*Short exercise:* Write a continuation of the passage on Uzbekistan's government and political opposition, beginning right after its final sentence.
··· Given text
Most government officials are members of the People's Democratic Party of Uzbekistan (PDP), formerly the Communist Party and still the country's largest party. However the Party as such does not appear to play a significant role in government, and the President resigned his chairmanship of the party in 1996.

The 1995 Parliamentary elections were limited to candidates and parties (the PDP and one other government-sponsored party) that support the President. Since then, several other government-sponsored parties have been created and entered Parliament through unchallenged by-elections and other arrangements. The Oliy Majlis is constitutionally the highest government body. In practice, despite assistance efforts by international donors to upgrade its ability to draft laws independently, its main purpose is to confirm laws and other decisions drafted by the executive branch rather than to initiate legislation.

Few people were willing to challenge the Government's grip on power or even risk criticizing it publicly. During a June visit to the United States, President Karimov invited opposition and human rights activists to return to Uzbekistan. In August Abdoumanov Pulat, head of the HRSU (see Section 4) and brother of exiled Birlik leader Abdurakhim Pulatov, returned temporarily from political asylum in the United States to reassume leadership of the HRSU after a 4 1/2-year absence. Pulat moved freely about the country and was not harassed. Some of the many remaining opposition figures in exile have expressed tentative interest in returning, but others report that they do not trust President Karimov's offer and have no intention of returning.

The Government reimplemented a long-dormant, politically motivated property confiscation order against opposition leader and former vice president, Shukrullo Mirsaidov, and harassed his family, apparently in retaliation for Mirsaidov's remarks at an OSCE-sponsored seminar on national human rights institutions. Police placed the family under surveillance and questioned neighbors after Mirsaidov spoke at the conference. On November 28, the Government evicted the family from their apartments in Tashkent to enforce a long-standing but previously dormant property confiscation order against Mirsaidov. During the trial, the district representative withdrew the action on grounds of insufficient evidence, but the prosecutor and judge refused to halt the trial. On November 9, Hasan Mirsaidov, Shukhrullo's son, was abducted by several unidentified men under circumstances suggestive of official involvement. He was handcuffed, beaten, and threatened with execution, only to be released after 12 hours. No ransom demand was made on the family. The culprits had not been identified by the police at year's end.

The Government does not officially forbid membership in any political organization. However, individuals whose names are linked with unregistered, opposition-linked organizations report that they are subject to telephonic and written harassment and discrimination in the workplace. Secular political dissidents report that harassment and surveillance have decreased significantly over the past year. Harassment and surveillance of Islamic dissidents continue.
······
··· Listing
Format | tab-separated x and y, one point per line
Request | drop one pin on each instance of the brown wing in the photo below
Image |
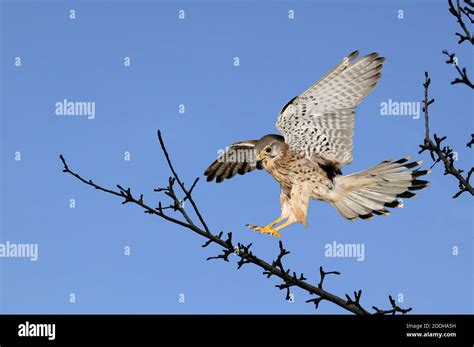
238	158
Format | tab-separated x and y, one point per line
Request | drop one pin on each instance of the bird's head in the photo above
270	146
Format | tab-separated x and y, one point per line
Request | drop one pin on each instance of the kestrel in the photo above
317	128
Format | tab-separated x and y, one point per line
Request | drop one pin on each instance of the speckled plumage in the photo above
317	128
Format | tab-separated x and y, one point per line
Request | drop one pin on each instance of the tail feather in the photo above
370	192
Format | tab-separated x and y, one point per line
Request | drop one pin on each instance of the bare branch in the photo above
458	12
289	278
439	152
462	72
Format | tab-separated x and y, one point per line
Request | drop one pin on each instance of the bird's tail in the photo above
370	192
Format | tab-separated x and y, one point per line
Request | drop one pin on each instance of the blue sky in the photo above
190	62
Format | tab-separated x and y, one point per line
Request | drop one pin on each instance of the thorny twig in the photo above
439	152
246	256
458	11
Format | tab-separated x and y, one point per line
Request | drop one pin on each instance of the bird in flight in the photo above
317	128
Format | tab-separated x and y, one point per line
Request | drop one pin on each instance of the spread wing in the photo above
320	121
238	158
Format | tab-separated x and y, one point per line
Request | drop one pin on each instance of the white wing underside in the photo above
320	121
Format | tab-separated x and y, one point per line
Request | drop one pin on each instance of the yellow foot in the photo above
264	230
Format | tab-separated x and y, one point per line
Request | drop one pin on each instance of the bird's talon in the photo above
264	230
······
··· Listing
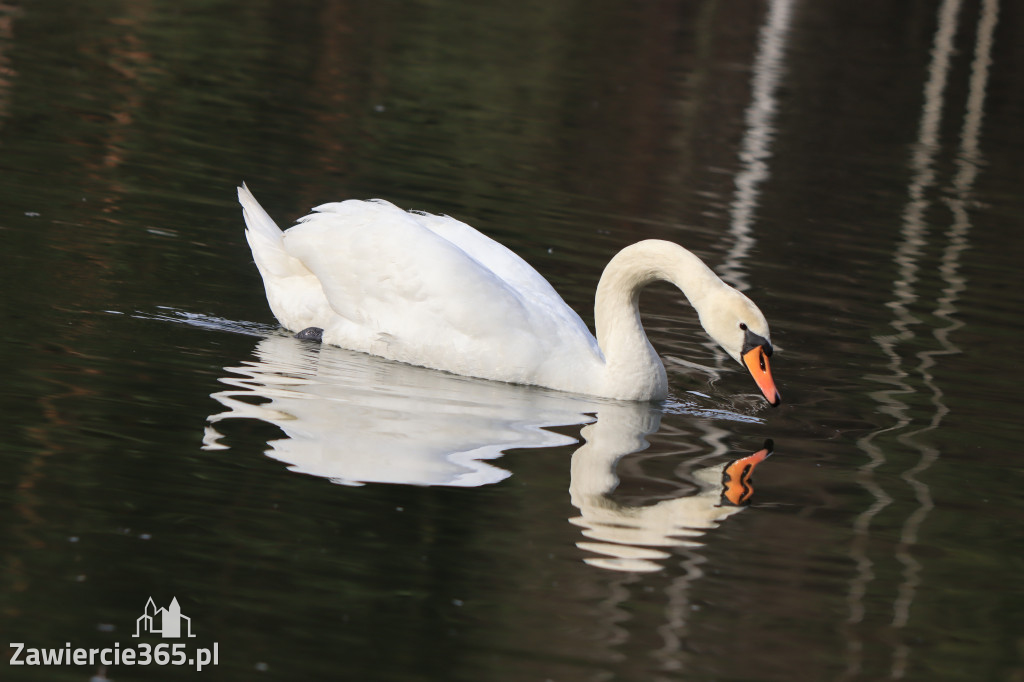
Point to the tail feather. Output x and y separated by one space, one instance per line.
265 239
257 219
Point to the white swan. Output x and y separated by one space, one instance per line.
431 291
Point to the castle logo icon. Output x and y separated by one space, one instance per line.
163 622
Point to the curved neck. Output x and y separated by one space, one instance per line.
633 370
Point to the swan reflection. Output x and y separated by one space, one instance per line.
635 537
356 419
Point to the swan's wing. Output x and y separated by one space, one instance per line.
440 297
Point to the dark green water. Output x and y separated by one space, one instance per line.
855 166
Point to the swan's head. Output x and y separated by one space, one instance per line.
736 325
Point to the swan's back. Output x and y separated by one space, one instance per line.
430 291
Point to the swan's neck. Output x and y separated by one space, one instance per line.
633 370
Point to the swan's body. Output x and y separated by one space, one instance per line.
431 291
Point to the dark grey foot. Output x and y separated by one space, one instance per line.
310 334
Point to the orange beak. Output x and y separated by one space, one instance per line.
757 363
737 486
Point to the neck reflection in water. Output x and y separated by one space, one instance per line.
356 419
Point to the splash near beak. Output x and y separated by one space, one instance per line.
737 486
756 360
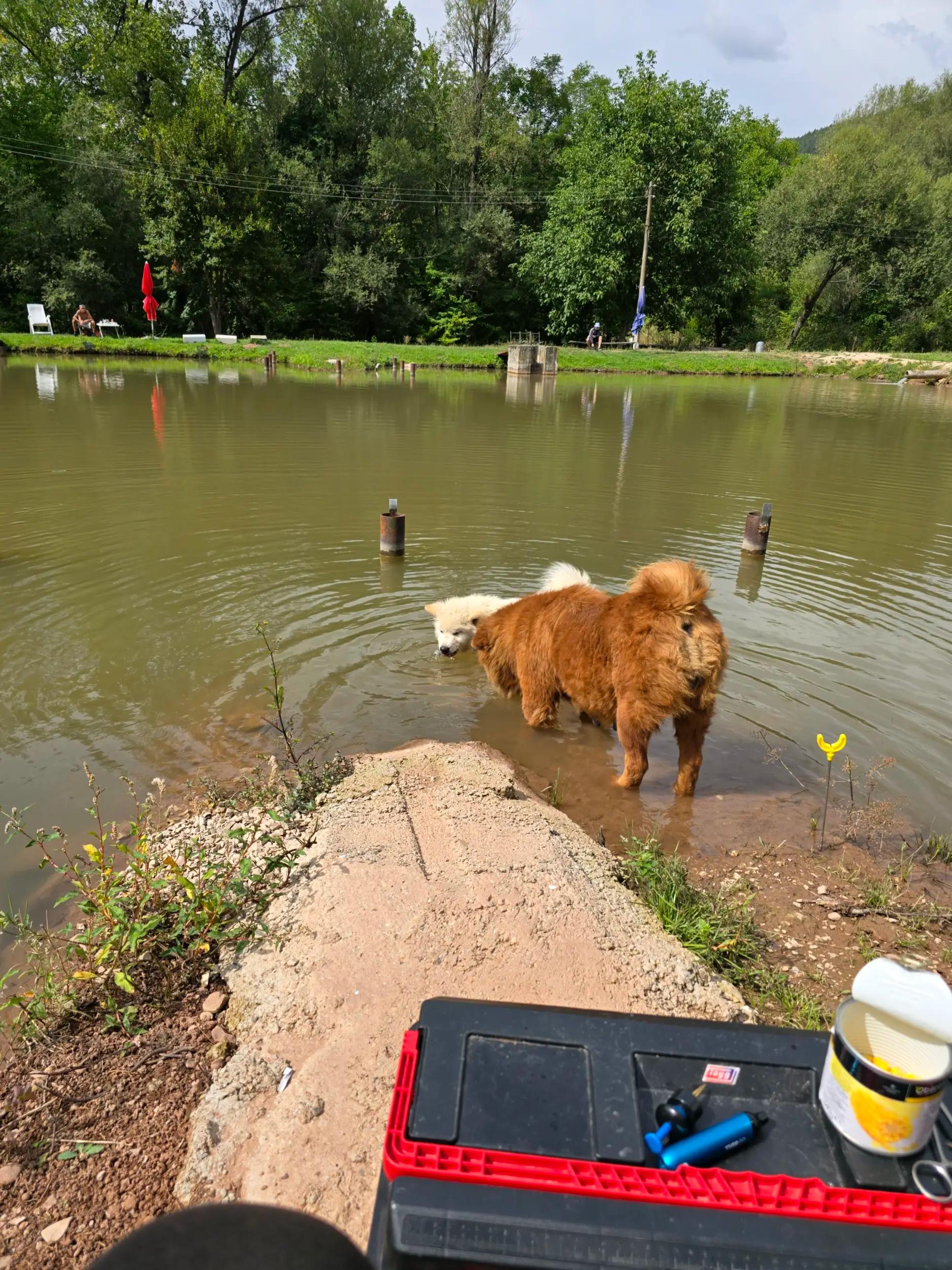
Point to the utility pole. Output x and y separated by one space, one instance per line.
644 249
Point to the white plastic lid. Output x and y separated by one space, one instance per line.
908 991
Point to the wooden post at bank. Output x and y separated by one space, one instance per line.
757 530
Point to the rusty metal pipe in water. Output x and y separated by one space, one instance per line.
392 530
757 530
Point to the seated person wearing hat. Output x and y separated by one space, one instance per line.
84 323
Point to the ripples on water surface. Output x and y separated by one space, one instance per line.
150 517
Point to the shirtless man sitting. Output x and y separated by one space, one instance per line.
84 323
······
··· Listing
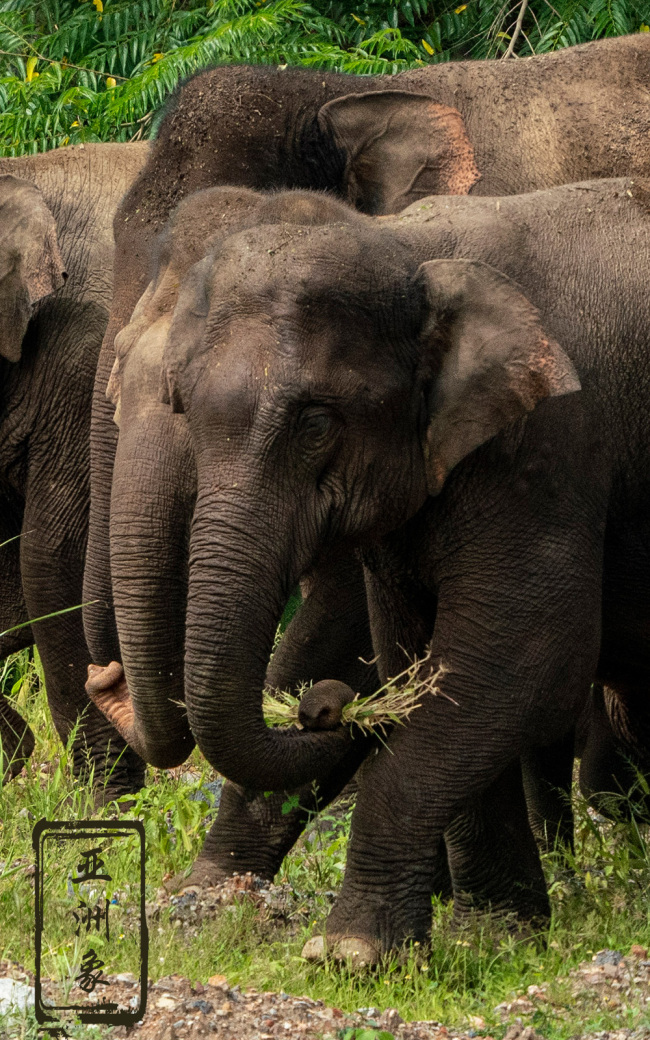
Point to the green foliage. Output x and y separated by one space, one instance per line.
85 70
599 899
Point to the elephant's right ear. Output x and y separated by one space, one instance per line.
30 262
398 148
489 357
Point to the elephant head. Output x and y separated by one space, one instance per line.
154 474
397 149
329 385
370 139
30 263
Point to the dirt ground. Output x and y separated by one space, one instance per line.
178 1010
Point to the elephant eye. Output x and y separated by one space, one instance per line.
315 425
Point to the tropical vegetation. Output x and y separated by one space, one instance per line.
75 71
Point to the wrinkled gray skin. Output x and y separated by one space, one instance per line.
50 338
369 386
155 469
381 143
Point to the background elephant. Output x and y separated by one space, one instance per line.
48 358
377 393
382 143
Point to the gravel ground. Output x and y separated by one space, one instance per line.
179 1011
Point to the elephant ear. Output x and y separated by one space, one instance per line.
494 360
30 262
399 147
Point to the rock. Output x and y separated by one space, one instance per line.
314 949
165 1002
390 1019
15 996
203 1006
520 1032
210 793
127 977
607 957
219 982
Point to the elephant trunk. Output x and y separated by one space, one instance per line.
······
*Response:*
Traditionally, women participate much less than men in government and politics. Only 13 of the 250 deputies in Parliament are female. In 1995 the President promoted the chairwoman of the governmental national women's committee to the position of Deputy Prime Minister. Her duties specifically include monitoring the rights and welfare of women.

Section 4 Governmental Attitude Regarding International and Nongovernmental Investigation of Alleged Violations of Human Rights

The Government generally disapproves of local nongovernmental organizations working on human rights, and restricts their operations. Local NGO's face many obstacles. Laws left over from the Soviet period present difficulties in registration and operation for NGO's and private business alike.

The Human Rights Society of Uzbekistan (HRSU), an opposition-linked group formed in 1992, has been the chief independent source on human rights abuses in Uzbekistan. In the past it was denied registration, and its activists were subject to prolonged harassment, including physical violence. Prior to the OSCE conference in September, however, the Government permitted the HRSU to take the first step in the registration process, the holding of a founding congress, or "kurultoi," in September. HRSU activists continued to suffer harassment, although less than in previous years. HRSU Chairman Pulat visited Uzbekistan for several months without incident. He participated openly in the OSCE human rights seminar and subsequently was interviewed by Uzbek radio. The HRSU publishes reports in Moscow and circulates materials in Uzbekistan, but has no formal right to publish materials locally. The Government declined to act on HRSU's registration petition, asserting technical difficulties in its paperwork.

A governmental human rights commission, headed by a parliamentary ombudsman, was founded in 1995. It responds to complaints from citizens but has insufficient trained staff to carry out in-depth investigations of human rights violations and does not vigorously pursue allegations against the police and security forces. The Government plans to upgrade its capabilities with United Nations assistance. After years of opposition and delay, the Government registered one human rights NGO in 1996, the Committee for Protection of Human Rights. It was formed with the support of the Government but has ties to opposition figures as well. It reportedly has had some success in investigating abuses and getting the Government to correct them, but it has been unable to publish its views because of censorship and lack of financial resources. Some sources affiliated with other groups have questioned its true degree of independence from the Government.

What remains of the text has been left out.